▶ [Written task] Reproduce the items word for word, starting with the line that contains "Reviewer note: every instance of the car side" and going on through the line that contains "pixel 378 292", omitting any pictures.
===
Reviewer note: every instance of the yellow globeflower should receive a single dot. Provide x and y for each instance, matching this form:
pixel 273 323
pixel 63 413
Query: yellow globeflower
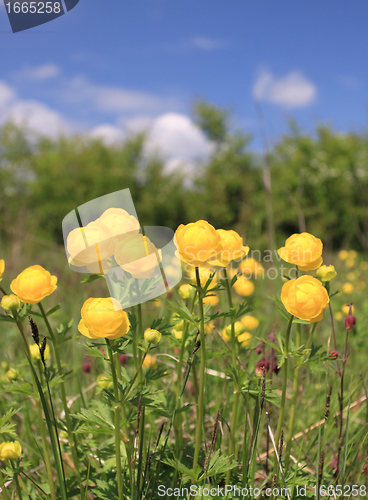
pixel 103 318
pixel 90 246
pixel 251 268
pixel 10 450
pixel 198 243
pixel 2 268
pixel 213 300
pixel 149 361
pixel 33 284
pixel 343 254
pixel 232 248
pixel 10 302
pixel 304 250
pixel 306 298
pixel 119 222
pixel 347 288
pixel 243 286
pixel 249 322
pixel 326 273
pixel 137 255
pixel 245 339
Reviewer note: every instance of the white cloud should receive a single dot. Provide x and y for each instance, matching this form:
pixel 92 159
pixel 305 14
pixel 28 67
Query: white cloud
pixel 109 134
pixel 292 90
pixel 115 99
pixel 37 117
pixel 204 43
pixel 38 73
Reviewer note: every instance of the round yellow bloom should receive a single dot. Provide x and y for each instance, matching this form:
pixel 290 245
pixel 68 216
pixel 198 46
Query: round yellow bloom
pixel 33 284
pixel 149 361
pixel 305 297
pixel 198 243
pixel 137 255
pixel 326 273
pixel 186 291
pixel 232 248
pixel 303 250
pixel 152 336
pixel 104 382
pixel 10 450
pixel 347 288
pixel 350 263
pixel 245 339
pixel 243 286
pixel 343 254
pixel 90 246
pixel 10 302
pixel 251 268
pixel 249 322
pixel 103 318
pixel 35 351
pixel 118 221
pixel 345 309
pixel 213 300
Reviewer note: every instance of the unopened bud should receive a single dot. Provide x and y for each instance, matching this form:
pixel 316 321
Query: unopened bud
pixel 10 302
pixel 152 336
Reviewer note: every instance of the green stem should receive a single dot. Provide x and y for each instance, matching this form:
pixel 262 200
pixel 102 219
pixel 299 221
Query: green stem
pixel 116 421
pixel 284 384
pixel 200 407
pixel 295 393
pixel 39 413
pixel 234 416
pixel 19 491
pixel 71 436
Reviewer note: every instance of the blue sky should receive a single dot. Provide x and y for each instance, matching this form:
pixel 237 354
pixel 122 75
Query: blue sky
pixel 110 67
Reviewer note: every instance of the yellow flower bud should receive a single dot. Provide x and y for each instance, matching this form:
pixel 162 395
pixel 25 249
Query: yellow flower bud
pixel 186 291
pixel 249 322
pixel 303 250
pixel 10 302
pixel 305 297
pixel 326 273
pixel 10 450
pixel 33 284
pixel 152 336
pixel 35 351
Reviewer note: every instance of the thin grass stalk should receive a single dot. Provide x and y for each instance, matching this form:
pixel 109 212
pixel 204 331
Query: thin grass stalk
pixel 39 413
pixel 116 421
pixel 234 415
pixel 284 386
pixel 71 435
pixel 200 407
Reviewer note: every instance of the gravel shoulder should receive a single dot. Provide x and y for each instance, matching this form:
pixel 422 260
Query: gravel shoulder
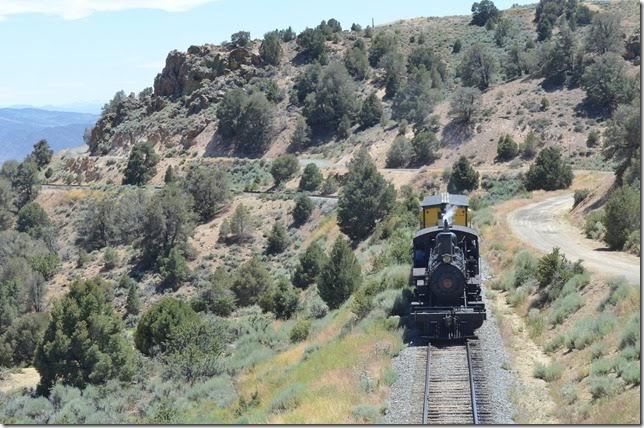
pixel 543 226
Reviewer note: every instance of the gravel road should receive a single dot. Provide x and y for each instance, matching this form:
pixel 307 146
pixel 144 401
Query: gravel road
pixel 542 226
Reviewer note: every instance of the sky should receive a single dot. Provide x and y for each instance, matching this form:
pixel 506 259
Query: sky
pixel 75 54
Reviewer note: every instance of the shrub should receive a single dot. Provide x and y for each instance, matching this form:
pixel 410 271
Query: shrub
pixel 174 269
pixel 271 49
pixel 601 367
pixel 250 281
pixel 365 198
pixel 564 307
pixel 84 341
pixel 463 176
pixel 340 275
pixel 158 323
pixel 281 299
pixel 593 138
pixel 284 168
pixel 570 393
pixel 622 216
pixel 580 195
pixel 278 239
pixel 594 225
pixel 549 171
pixel 371 111
pixel 110 258
pixel 548 373
pixel 310 265
pixel 602 386
pixel 630 336
pixel 311 178
pixel 400 153
pixel 554 344
pixel 18 343
pixel 210 190
pixel 302 210
pixel 300 330
pixel 141 165
pixel 598 350
pixel 287 399
pixel 506 149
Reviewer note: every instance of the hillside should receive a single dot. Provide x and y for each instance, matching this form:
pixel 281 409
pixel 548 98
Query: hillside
pixel 21 128
pixel 233 246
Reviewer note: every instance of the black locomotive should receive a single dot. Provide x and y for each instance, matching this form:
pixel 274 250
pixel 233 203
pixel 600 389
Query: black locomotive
pixel 445 274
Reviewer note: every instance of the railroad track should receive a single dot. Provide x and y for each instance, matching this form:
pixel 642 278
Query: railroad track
pixel 453 384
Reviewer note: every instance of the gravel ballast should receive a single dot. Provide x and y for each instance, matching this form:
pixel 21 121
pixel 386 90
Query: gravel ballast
pixel 402 406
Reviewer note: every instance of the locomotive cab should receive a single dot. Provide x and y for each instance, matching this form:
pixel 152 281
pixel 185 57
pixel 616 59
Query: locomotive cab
pixel 445 274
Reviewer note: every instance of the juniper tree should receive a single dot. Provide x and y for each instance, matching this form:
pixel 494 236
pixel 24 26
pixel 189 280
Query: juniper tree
pixel 340 275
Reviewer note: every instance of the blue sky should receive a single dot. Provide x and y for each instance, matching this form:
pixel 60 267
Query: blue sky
pixel 66 52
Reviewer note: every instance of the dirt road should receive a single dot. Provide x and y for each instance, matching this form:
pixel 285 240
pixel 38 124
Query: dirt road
pixel 543 226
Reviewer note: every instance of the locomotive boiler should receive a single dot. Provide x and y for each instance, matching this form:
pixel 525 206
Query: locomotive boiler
pixel 445 273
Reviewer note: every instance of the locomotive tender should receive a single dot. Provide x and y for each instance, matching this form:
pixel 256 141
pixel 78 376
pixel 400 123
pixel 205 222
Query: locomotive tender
pixel 445 272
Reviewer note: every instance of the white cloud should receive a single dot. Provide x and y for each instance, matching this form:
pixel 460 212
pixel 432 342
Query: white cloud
pixel 77 9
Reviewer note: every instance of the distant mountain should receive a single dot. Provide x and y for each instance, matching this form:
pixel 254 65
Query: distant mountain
pixel 21 128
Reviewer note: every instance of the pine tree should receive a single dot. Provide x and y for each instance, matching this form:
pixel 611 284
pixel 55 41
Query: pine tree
pixel 371 111
pixel 340 275
pixel 133 303
pixel 302 209
pixel 309 267
pixel 141 165
pixel 84 342
pixel 278 240
pixel 365 198
pixel 463 177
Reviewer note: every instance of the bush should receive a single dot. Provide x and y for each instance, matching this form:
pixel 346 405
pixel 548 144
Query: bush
pixel 174 269
pixel 548 373
pixel 580 195
pixel 287 399
pixel 593 138
pixel 463 176
pixel 210 190
pixel 400 153
pixel 141 165
pixel 310 265
pixel 278 239
pixel 284 168
pixel 554 344
pixel 371 111
pixel 603 386
pixel 84 341
pixel 311 178
pixel 271 49
pixel 622 216
pixel 594 225
pixel 365 198
pixel 506 149
pixel 110 258
pixel 18 343
pixel 340 275
pixel 300 330
pixel 281 299
pixel 549 171
pixel 302 210
pixel 158 324
pixel 564 307
pixel 630 336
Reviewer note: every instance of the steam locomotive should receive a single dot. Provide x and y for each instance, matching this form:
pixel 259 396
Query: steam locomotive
pixel 445 272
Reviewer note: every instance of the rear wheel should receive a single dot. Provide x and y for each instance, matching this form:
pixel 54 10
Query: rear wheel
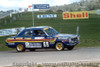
pixel 20 48
pixel 31 49
pixel 59 46
pixel 70 47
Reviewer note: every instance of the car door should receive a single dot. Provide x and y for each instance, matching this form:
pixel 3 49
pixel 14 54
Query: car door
pixel 41 37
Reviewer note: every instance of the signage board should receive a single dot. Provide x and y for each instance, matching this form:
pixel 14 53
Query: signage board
pixel 41 6
pixel 47 16
pixel 76 15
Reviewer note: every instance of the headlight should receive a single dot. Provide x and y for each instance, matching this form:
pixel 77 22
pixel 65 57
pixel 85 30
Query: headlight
pixel 69 39
pixel 63 37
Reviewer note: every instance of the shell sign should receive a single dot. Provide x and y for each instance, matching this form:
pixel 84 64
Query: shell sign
pixel 76 15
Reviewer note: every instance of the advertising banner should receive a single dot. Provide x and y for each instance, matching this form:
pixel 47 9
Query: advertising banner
pixel 75 15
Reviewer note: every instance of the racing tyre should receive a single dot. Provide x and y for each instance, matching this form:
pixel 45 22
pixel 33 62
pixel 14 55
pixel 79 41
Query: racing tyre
pixel 70 47
pixel 31 49
pixel 59 46
pixel 20 48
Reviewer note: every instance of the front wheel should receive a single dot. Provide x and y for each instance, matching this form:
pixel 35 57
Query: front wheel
pixel 70 47
pixel 59 46
pixel 31 49
pixel 20 48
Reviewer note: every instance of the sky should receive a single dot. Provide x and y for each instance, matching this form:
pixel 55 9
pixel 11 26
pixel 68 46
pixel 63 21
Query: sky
pixel 16 4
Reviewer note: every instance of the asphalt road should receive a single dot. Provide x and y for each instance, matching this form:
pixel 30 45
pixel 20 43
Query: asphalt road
pixel 50 56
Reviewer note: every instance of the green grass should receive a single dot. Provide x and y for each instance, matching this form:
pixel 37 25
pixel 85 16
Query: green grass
pixel 89 28
pixel 93 12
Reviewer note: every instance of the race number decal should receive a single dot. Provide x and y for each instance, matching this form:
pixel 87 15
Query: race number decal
pixel 46 44
pixel 33 45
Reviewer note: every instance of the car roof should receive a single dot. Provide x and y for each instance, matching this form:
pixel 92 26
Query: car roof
pixel 38 27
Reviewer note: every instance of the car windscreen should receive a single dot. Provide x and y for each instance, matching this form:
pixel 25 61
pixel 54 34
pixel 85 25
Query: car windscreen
pixel 51 31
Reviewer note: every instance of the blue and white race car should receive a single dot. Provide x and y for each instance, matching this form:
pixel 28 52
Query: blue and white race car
pixel 42 37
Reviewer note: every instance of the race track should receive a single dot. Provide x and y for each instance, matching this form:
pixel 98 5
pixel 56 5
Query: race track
pixel 50 56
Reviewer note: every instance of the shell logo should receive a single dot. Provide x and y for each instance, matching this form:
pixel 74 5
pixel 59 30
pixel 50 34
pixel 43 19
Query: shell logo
pixel 76 15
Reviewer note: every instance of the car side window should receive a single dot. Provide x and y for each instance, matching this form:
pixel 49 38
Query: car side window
pixel 28 33
pixel 38 33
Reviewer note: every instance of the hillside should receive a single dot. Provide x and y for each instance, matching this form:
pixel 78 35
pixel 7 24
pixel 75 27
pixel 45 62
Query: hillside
pixel 89 28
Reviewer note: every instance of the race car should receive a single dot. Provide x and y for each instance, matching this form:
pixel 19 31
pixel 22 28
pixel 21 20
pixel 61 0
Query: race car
pixel 42 37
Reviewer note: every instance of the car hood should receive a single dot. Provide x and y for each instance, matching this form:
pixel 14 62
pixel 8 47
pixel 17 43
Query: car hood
pixel 67 35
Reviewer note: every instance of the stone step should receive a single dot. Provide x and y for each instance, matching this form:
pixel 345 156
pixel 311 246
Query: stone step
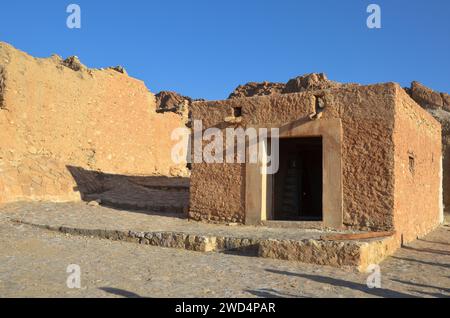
pixel 359 254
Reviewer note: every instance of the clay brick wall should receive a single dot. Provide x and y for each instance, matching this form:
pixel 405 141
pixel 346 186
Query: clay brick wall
pixel 367 114
pixel 418 169
pixel 54 116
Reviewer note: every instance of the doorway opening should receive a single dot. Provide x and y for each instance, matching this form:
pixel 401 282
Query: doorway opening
pixel 298 184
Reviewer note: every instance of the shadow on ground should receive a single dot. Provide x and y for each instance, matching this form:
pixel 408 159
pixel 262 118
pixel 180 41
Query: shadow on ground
pixel 120 292
pixel 378 292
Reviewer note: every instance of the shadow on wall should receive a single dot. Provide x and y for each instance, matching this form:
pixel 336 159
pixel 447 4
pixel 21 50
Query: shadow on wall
pixel 151 193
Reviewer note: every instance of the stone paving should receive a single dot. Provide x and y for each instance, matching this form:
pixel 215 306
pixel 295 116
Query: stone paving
pixel 33 263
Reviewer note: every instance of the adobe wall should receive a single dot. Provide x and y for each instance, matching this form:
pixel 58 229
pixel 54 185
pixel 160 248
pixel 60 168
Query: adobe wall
pixel 418 169
pixel 367 114
pixel 56 114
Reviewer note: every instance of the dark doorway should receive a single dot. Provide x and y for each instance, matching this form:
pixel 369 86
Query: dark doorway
pixel 298 182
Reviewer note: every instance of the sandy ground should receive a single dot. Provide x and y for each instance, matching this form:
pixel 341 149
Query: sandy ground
pixel 33 263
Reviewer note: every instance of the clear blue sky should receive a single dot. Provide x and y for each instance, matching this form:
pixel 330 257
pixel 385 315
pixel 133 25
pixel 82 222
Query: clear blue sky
pixel 205 48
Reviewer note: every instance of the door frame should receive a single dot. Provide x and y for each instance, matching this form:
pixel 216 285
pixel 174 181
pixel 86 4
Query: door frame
pixel 259 185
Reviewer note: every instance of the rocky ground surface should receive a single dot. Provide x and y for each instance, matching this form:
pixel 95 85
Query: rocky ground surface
pixel 33 263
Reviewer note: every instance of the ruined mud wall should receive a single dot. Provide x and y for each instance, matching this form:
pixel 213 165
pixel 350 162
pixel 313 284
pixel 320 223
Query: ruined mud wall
pixel 435 103
pixel 418 154
pixel 438 105
pixel 218 190
pixel 56 115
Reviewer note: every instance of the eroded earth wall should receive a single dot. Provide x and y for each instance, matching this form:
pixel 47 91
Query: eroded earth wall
pixel 218 190
pixel 418 170
pixel 56 115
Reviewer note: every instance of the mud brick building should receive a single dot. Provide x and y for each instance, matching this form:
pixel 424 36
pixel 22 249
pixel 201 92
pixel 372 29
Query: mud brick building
pixel 351 157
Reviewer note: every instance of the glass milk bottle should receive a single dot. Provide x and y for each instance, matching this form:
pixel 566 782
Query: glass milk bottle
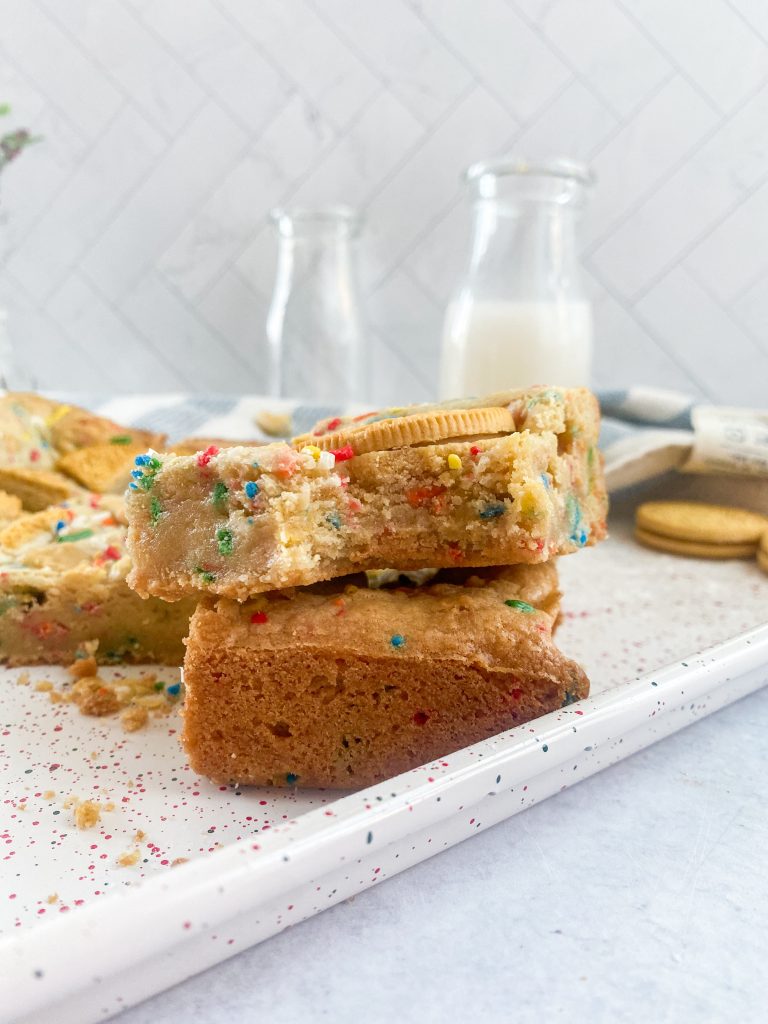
===
▶ [Response to the exercise]
Reviewer note: every instance of the car side window should receive a single dot. Provide x and y for each instance, matching this form:
pixel 49 38
Query: car side window
pixel 28 33
pixel 38 33
Reviewer note: every instance of the hillside should receive a single dot. Provide x and y for each instance, matching this form:
pixel 78 35
pixel 7 24
pixel 75 27
pixel 45 62
Query: hillside
pixel 89 28
Reviewer note: every instance of the race car should receive a single dot. Provide x and y for each instance, matching this form:
pixel 19 31
pixel 22 28
pixel 21 20
pixel 61 0
Query: race car
pixel 42 37
Reviewer note: every instance of the car hood should receive a single dot. Provide x and y for each instance, matching this form:
pixel 14 62
pixel 8 47
pixel 17 43
Query: car hood
pixel 67 35
Reviewer note: every instance of the stone step should receive a single dot. Provide x and y for each instance, matching this form:
pixel 345 156
pixel 311 246
Query: stone step
pixel 359 254
Reviewer note: every instance of the clay brick wall should receive a single dot. Provide x and y for each instance, matching this form:
pixel 405 141
pixel 346 186
Query: clay brick wall
pixel 367 114
pixel 418 169
pixel 54 116
Reviewer note: every instance of the doorway opening should receive a single dot. Provide x and y for each instance, matching this form:
pixel 401 282
Query: doorway opening
pixel 298 184
Reviewer note: every instance of the shadow on ground should receive a single dot. Provide x and y for each instance, matching this form:
pixel 408 159
pixel 262 118
pixel 180 41
Query: shadow on ground
pixel 120 292
pixel 378 292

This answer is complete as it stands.